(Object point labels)
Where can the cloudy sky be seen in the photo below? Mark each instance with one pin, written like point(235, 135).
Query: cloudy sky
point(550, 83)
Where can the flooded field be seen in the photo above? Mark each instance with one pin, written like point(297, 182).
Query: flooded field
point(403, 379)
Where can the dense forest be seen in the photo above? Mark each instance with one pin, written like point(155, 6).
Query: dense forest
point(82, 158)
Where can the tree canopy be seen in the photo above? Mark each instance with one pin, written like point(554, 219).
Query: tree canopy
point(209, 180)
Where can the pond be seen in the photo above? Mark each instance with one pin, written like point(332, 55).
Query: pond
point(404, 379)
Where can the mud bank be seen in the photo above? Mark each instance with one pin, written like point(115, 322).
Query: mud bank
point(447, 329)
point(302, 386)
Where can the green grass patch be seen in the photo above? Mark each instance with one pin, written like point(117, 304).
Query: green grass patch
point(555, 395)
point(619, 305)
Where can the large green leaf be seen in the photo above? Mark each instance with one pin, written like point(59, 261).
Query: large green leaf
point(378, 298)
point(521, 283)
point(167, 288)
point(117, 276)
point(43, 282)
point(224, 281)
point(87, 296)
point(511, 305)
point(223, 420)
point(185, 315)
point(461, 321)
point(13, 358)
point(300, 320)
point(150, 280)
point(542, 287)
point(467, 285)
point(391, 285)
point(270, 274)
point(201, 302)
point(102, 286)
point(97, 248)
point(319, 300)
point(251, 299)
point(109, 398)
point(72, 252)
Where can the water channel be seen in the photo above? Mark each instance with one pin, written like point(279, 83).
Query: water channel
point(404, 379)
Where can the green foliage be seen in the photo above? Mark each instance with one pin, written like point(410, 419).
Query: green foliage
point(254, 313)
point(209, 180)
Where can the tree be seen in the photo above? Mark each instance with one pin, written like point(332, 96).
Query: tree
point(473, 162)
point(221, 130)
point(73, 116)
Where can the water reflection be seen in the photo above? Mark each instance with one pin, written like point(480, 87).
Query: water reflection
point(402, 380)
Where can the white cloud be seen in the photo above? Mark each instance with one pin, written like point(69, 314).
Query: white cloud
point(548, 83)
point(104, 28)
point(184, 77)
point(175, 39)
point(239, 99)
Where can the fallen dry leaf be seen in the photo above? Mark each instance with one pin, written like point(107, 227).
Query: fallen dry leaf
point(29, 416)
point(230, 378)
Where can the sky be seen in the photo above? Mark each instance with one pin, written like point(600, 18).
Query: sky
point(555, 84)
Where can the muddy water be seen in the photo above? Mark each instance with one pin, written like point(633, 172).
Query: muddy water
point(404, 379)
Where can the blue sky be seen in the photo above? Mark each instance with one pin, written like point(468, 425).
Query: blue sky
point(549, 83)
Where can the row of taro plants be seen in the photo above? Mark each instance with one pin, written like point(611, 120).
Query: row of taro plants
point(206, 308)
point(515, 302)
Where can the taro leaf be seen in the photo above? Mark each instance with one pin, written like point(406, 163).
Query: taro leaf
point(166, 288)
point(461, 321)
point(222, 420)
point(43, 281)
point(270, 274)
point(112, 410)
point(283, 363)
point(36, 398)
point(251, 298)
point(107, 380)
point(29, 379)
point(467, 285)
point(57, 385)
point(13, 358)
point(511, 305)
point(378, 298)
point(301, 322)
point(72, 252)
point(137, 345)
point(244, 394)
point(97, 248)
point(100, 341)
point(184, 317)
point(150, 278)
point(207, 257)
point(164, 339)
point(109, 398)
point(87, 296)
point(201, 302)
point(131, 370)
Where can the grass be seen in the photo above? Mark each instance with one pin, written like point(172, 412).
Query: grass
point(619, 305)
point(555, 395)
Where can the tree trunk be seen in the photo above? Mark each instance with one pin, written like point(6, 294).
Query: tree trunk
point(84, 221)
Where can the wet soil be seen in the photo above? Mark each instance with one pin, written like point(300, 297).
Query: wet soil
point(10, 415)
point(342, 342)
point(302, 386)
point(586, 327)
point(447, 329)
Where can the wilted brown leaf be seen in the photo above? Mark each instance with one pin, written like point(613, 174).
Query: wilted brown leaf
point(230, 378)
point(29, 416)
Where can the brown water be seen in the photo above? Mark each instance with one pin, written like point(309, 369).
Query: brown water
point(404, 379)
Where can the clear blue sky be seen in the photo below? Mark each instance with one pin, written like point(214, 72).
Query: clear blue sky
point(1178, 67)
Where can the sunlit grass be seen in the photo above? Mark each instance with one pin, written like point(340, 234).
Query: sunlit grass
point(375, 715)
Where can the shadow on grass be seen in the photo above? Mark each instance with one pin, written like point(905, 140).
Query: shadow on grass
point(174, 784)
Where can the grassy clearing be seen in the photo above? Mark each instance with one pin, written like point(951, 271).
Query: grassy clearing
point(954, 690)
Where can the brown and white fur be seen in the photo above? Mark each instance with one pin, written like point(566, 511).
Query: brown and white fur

Problem description: Copy all of the data above word for word, keeping every line unchanged.

Solved exercise:
Where can the cloudy sky be seen in the photo below? Mark each instance with one pin, written like point(235, 135).
Query: cloudy sky
point(550, 83)
Where can the flooded field be seen in the photo above? Mark each instance with one pin, written like point(297, 182).
Query: flooded field
point(403, 379)
Where can the dense forest be seen in the photo above? Mark each instance with one pin, written like point(155, 6).
Query: dense forest
point(82, 158)
Where can the tree canopy be seen in the photo above? Mark each instance with one pin, written like point(554, 219).
Query: tree canopy
point(209, 180)
Where can the pond be seen in the photo above? Mark each instance with one pin, written like point(332, 55).
Query: pond
point(404, 379)
Where can the mud bank be seen in the photo above? Mark each instance with one pin, written like point(115, 322).
Query: mud bank
point(447, 329)
point(302, 386)
Where can the green grass patch be seen in the photo above? Mark each instance with one pin, written like point(117, 304).
Query: green grass patch
point(555, 395)
point(619, 305)
Where can the large green leaf be seen in the photo above? Mark each instance with one pin, written like point(59, 261).
Query: large green leaf
point(378, 298)
point(521, 283)
point(167, 288)
point(117, 276)
point(43, 282)
point(224, 281)
point(87, 296)
point(511, 305)
point(223, 420)
point(185, 315)
point(461, 321)
point(13, 358)
point(300, 320)
point(150, 280)
point(542, 287)
point(467, 285)
point(391, 285)
point(270, 274)
point(201, 302)
point(102, 286)
point(97, 248)
point(319, 300)
point(251, 299)
point(109, 398)
point(72, 252)
Where can the water channel be seen in the photo above? Mark each instance with one pin, written like point(279, 83).
Query: water channel
point(404, 379)
Where can the green foliage be seen in the photo above? Mark each instance with one pin, written like point(410, 419).
Query: green foliage
point(254, 313)
point(209, 180)
Where can the tree be seen in the photo above? Mark each instance with one pin, written like point(332, 96).
Query: tree
point(473, 162)
point(221, 130)
point(73, 116)
Where can the water reflection be seen in the photo above? Mark each instance with one pin, written like point(480, 87).
Query: water reflection
point(402, 380)
Where can the white cloud be seen in the photo above? Mark each instance with one pin, written like point(69, 314).
Query: white cloud
point(548, 83)
point(104, 28)
point(184, 77)
point(175, 39)
point(239, 99)
Where can the fallen dry leaf be seen in the photo above? Mark each instance with one pin, written like point(107, 227).
Query: fallen dry leaf
point(29, 416)
point(230, 378)
Where can the sky be seen in the photo above? Mark each instance with one pin, written like point(600, 18).
Query: sky
point(555, 84)
Where can the muddy water be seen in the photo above? Mark each instance with one pin, written like point(633, 172).
Query: muddy water
point(404, 379)
Where can the blue sky be seen in the photo above? Mark each instance with one pin, written like point(468, 425).
Query: blue sky
point(549, 83)
Where can the row of taro plants be seen in the photo above? Mark each instance with one pin, written like point(611, 120).
Query: row of taro plants
point(206, 308)
point(515, 302)
Where can the taro leaf be seen in the photo above? Mark each instance with one pin, written like point(406, 163).
Query: taro leaf
point(166, 288)
point(461, 321)
point(222, 420)
point(43, 281)
point(270, 274)
point(112, 410)
point(283, 363)
point(36, 398)
point(251, 298)
point(107, 380)
point(29, 379)
point(467, 285)
point(57, 385)
point(13, 358)
point(511, 305)
point(378, 298)
point(301, 322)
point(72, 252)
point(137, 345)
point(244, 394)
point(97, 248)
point(100, 341)
point(184, 317)
point(150, 278)
point(207, 257)
point(164, 339)
point(109, 398)
point(87, 296)
point(201, 302)
point(131, 370)
Where can the grass be seen in the photo above? Mark each instance with one pin, written like point(172, 412).
Query: grass
point(619, 305)
point(555, 395)
Where can the tree trunk be seen in the photo above? Mark each instance with one pin, written like point(6, 294).
Query: tree trunk
point(84, 221)
Where can the wet soil be seen in the photo above? Mark each instance with one pin, written like point(300, 297).
Query: wet soil
point(10, 415)
point(342, 342)
point(302, 386)
point(586, 327)
point(447, 329)
Where can the wilted brown leaf be seen in the photo above? Mark each instance with one pin, written like point(613, 174).
Query: wilted brown leaf
point(230, 378)
point(29, 416)
Where can the brown water be seen in the photo above? Mark each instance with one pin, written like point(309, 369).
Query: brown water
point(404, 379)
Where can the clear blue sky be seen in the photo below? Mark each instance with one pin, written like point(214, 72).
Query: clear blue sky
point(1178, 67)
Where can the sunlit grass be seen in the photo above? Mark each instance with one pin, written like point(340, 234).
Query: sunlit grass
point(375, 715)
Where can the shadow on grass be seen in the photo above? Mark each instance with one pin, written like point(905, 140).
Query: shadow on grass
point(174, 784)
Where can the grassy clearing be seen in the photo above? Mark each instance with one pin, written like point(951, 271).
Query: grassy clearing
point(954, 690)
Where can the brown and white fur be seen in the photo above? Mark each instance with one pin, written like point(566, 511).
Query: brown and white fur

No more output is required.